▸ Text section

#####

ISSY BEN-SHAUL: Basically, the way that Anthos Migrate is designed-- so it's very cool. I mentioned before we've been developing streaming technology that knows to take VMs and migrate them to the cloud. And we actually leverage that and build on top of that capability, except instead of doing the same streaming of VMs into VMs at the other end, what we do is, essentially, we think about it conceptually, taking from the VM or extracting from it in a intelligent way only non-system, operating system-related elements, cleaning them through some intelligent it's called adaptation that essentially eliminates all the elements that relate to the operating system, taking the user mode.

And then what we do is we take what we call a kind of generic container that essentially fetches the user mode information and streams it using our streaming technology, and then runs it as a container offering all the necessary elements from the container stuff, and then, on top of it, connects it to the Kubernetes Engine.

So we do it all in one journey, in one stream, that contains both the streaming as well as the actual transformation. Now, the interesting thing about Anthos Migrate is that we built that transformation technology as orthogonal to the streaming, which means that you can either migrate and modernize it one step, taking a VM from on-premises VMware, or-- by the way, soon-- other clouds, and then transforming them through Anthos Migrate directly into GKE.

Or alternatively, you can take VMs again, that are running native in GC or other cloud, and move them as well into GKE. Or, soon as well, being able to first transform them from VMs to GKE On-Prem and later on migrate them to GKE. So you can-- basically, we meet the customer where they are and decouple the migration from the modernization. But we can do it either one after the other in either way, or combined together, which is the default way.

CRAIG BOX: Once your technology has taken the user components out of the VM and moved it into the container, does the container then become something which is frozen in time, or can I go and make changes to the application?

ISSY BEN-SHAUL: That's a great question. So the way we look at this is a multi-phase process. So in the first stage, what we do is we take the VM contents outside of the OS part, and we essentially run it as a-- view it as a nested container running in the target platform or GKE. And it gives a certain set of benefits out of the box. We call it phase one of the modernization.

So the benefit that you get out of the box for this is, A, you don't have to deal with OS management and patching. B, you get the density, which is critical for those legacy applications because now you can run multiple containers in one instance. And that is sometimes, by our measurements, could be like 5x to 7x improvement in the density, which results in a lot of cost savings. So this is the other--

Third and most importantly, you start to get the benefits of the orchestration platform. So there's resiliency. You can decide as RSA when machine is down and can be brought up. You can get the visibility and monitoring. You can add things like Istio or CSM as what's called sidecar container, which gives you a whole new level of networking security, et cetera. And all this without having to touch the actual workload.

#####

▸ Dataset extract
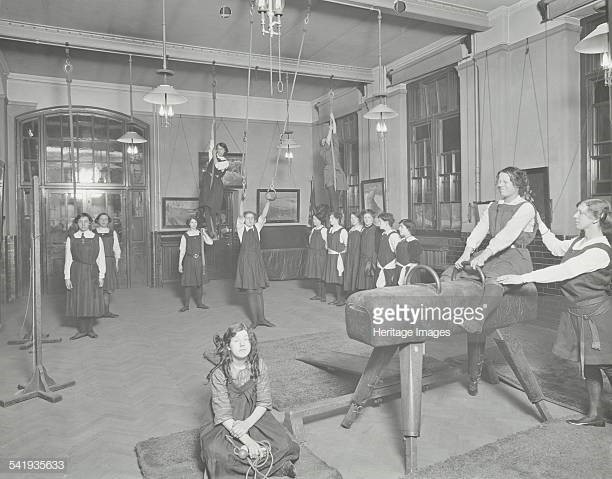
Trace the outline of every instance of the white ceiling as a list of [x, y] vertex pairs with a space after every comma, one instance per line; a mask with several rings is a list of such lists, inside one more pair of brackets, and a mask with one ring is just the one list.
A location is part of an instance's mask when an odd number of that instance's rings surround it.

#####

▸ Work to complete
Answer these from the Anthos Migrate transcript:
1. Which way of doing migration and modernization is the default?
2. By the speaker's measurements, how much can density improve in phase one?
3. Which two things does the speaker say can be added as a sidecar container?

▸ Task response
1. Doing them combined together.
2. Sometimes 5x to 7x.
3. Istio or CSM.